(Stored records)
—————
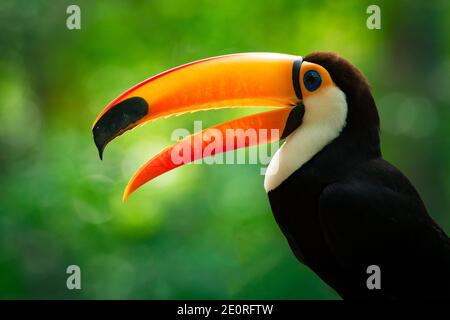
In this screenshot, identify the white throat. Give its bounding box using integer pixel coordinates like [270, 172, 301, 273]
[264, 86, 347, 192]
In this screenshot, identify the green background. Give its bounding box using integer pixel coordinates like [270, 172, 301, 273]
[0, 0, 450, 299]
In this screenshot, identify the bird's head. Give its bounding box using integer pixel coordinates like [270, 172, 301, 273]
[92, 52, 379, 199]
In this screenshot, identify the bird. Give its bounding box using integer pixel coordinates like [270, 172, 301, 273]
[92, 52, 450, 300]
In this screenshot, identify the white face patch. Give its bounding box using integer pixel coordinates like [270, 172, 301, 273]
[264, 86, 347, 192]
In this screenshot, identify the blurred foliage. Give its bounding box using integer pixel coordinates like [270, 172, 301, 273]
[0, 0, 450, 299]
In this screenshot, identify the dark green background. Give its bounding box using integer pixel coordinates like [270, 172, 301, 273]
[0, 0, 450, 299]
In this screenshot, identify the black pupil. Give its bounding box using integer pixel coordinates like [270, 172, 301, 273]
[306, 73, 318, 87]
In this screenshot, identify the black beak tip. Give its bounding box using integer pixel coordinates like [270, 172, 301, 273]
[92, 97, 149, 160]
[94, 136, 105, 160]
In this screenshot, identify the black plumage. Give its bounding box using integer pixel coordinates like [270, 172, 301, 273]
[268, 53, 450, 299]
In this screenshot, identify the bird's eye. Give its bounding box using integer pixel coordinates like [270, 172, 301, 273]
[303, 70, 322, 91]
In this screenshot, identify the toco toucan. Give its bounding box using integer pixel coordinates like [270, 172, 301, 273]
[92, 52, 450, 299]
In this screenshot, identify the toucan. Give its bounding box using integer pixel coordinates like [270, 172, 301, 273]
[92, 52, 450, 300]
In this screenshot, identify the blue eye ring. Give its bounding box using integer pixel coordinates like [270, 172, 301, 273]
[303, 70, 322, 92]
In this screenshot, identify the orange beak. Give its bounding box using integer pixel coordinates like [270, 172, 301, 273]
[92, 53, 304, 200]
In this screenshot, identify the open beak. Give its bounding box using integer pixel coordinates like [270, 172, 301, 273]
[92, 53, 304, 200]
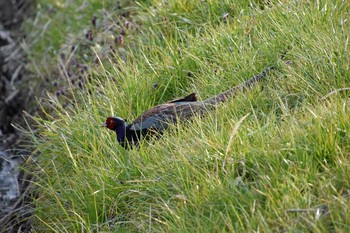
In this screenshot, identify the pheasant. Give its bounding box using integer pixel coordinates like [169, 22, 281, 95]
[102, 67, 274, 149]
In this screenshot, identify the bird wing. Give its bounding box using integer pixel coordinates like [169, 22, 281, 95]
[130, 102, 209, 131]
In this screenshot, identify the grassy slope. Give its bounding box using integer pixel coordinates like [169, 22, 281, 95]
[27, 0, 350, 232]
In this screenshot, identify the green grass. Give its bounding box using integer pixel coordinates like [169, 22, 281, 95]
[25, 0, 350, 232]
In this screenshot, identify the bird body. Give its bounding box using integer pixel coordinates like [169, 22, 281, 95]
[102, 67, 274, 148]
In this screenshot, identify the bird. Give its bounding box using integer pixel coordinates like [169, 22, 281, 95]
[101, 66, 275, 149]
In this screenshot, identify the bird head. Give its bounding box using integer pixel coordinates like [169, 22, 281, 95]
[101, 117, 126, 131]
[101, 117, 128, 143]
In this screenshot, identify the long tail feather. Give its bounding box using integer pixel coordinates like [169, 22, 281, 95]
[203, 66, 275, 105]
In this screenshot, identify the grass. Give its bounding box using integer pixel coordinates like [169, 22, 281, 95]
[24, 0, 350, 232]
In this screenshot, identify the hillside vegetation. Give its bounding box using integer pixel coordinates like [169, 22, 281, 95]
[27, 0, 350, 232]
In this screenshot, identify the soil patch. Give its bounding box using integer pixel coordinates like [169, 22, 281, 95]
[0, 0, 34, 232]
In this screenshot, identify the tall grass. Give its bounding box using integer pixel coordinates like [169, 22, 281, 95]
[27, 0, 350, 232]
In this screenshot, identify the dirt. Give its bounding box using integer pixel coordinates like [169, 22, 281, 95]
[0, 0, 34, 232]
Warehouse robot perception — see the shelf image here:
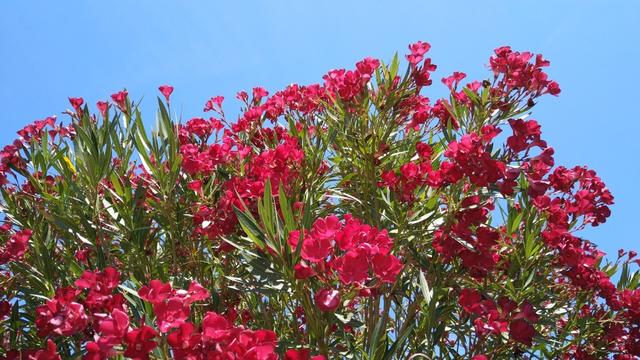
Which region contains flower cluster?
[0,41,640,360]
[288,215,402,311]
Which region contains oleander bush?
[0,42,640,360]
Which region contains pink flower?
[202,311,231,341]
[153,298,190,333]
[111,90,129,112]
[300,235,332,263]
[372,254,402,284]
[69,97,84,115]
[96,101,109,117]
[204,96,224,112]
[407,41,431,65]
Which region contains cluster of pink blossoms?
[288,215,402,311]
[0,42,640,360]
[24,268,324,360]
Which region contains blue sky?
[0,0,640,253]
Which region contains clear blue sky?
[0,0,640,253]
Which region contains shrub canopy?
[0,42,640,360]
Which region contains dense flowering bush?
[0,42,640,360]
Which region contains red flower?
[158,85,173,102]
[407,41,431,65]
[204,96,224,112]
[138,280,173,304]
[35,288,88,337]
[96,101,109,117]
[153,298,190,333]
[0,229,32,264]
[253,87,269,103]
[69,97,84,115]
[509,319,536,346]
[99,309,129,344]
[111,90,129,112]
[314,289,340,312]
[202,311,231,341]
[334,249,369,284]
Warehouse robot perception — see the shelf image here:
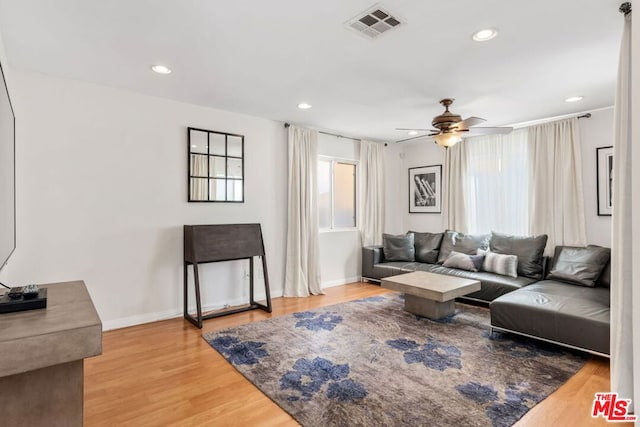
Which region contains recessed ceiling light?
[472,28,498,42]
[151,64,171,74]
[564,96,584,102]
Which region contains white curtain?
[611,9,640,414]
[462,129,530,235]
[284,126,322,297]
[442,142,469,233]
[529,118,587,255]
[359,141,385,246]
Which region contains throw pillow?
[438,230,491,264]
[382,233,415,262]
[409,231,444,264]
[547,245,611,287]
[442,251,484,271]
[489,231,548,279]
[478,251,518,277]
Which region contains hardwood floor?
[84,283,624,427]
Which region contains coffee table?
[381,271,480,320]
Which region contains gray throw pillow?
[409,231,444,264]
[478,250,518,277]
[547,245,611,287]
[382,233,415,262]
[438,230,491,264]
[442,251,484,271]
[489,231,548,279]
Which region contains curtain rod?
[284,123,360,141]
[504,107,600,129]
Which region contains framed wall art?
[187,127,244,203]
[409,165,442,213]
[596,146,613,216]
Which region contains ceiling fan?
[396,98,513,148]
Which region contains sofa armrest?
[362,246,384,279]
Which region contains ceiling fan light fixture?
[433,132,462,148]
[472,28,498,42]
[151,64,171,74]
[564,96,584,102]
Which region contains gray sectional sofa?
[490,246,611,357]
[362,230,547,302]
[362,230,610,357]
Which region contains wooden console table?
[0,281,102,427]
[184,224,271,328]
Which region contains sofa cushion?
[438,230,491,264]
[442,251,484,271]
[547,245,611,287]
[489,231,548,279]
[409,231,444,264]
[382,233,415,262]
[478,249,518,277]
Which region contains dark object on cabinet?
[184,224,271,328]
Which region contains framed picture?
[596,146,613,216]
[409,165,442,213]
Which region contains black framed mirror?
[187,127,244,203]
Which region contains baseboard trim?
[320,276,360,289]
[102,290,283,332]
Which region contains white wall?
[9,69,286,329]
[318,133,361,288]
[0,25,13,285]
[396,112,613,247]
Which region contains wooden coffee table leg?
[404,294,455,320]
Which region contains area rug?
[203,293,586,427]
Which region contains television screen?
[0,59,16,268]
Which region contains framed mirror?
[187,127,244,203]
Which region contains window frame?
[316,154,360,233]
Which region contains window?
[318,158,356,230]
[464,129,530,235]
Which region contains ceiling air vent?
[345,5,402,39]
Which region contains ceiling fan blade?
[396,135,432,143]
[469,127,513,136]
[455,117,486,129]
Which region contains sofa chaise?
[362,230,611,357]
[490,246,611,357]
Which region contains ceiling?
[0,0,623,141]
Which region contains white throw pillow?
[478,250,518,277]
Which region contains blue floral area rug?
[203,293,586,427]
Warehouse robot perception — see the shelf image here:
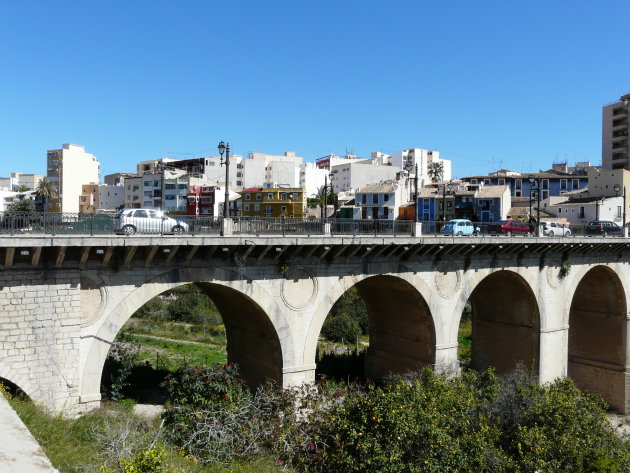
—————
Edit the entries between the lines holding "Which region contains blue sky?" and "[478,251,518,277]", inclusive, so that "red flower" reads "red blossom" and nothing else changes. Return only those lines, and leave the picture out.

Which region contains blue sky?
[0,0,640,253]
Which region contains clear blue sky?
[0,0,640,253]
Which region contains shrub canopy?
[0,42,640,360]
Which region contains dense flowering bush?
[0,42,640,360]
Which region contains red blossom?
[158,85,173,102]
[407,41,431,65]
[204,96,224,112]
[138,280,173,304]
[35,288,88,337]
[96,101,109,117]
[153,298,190,333]
[0,229,32,264]
[253,87,269,103]
[69,97,84,115]
[509,319,536,346]
[99,309,129,344]
[111,90,129,112]
[314,289,340,312]
[202,311,231,341]
[334,249,369,284]
Warehouse robot perception — see the shelf image here:
Which region contains recessed ceiling light?
[472,28,498,42]
[151,64,171,74]
[564,96,584,102]
Which region contains white curtain?
[611,9,640,414]
[462,129,530,235]
[284,126,322,297]
[442,142,469,233]
[529,118,587,255]
[359,141,385,246]
Which region contains throw pillow?
[438,230,491,264]
[382,233,415,262]
[409,231,444,264]
[547,245,611,287]
[442,251,484,271]
[489,231,548,279]
[478,251,518,277]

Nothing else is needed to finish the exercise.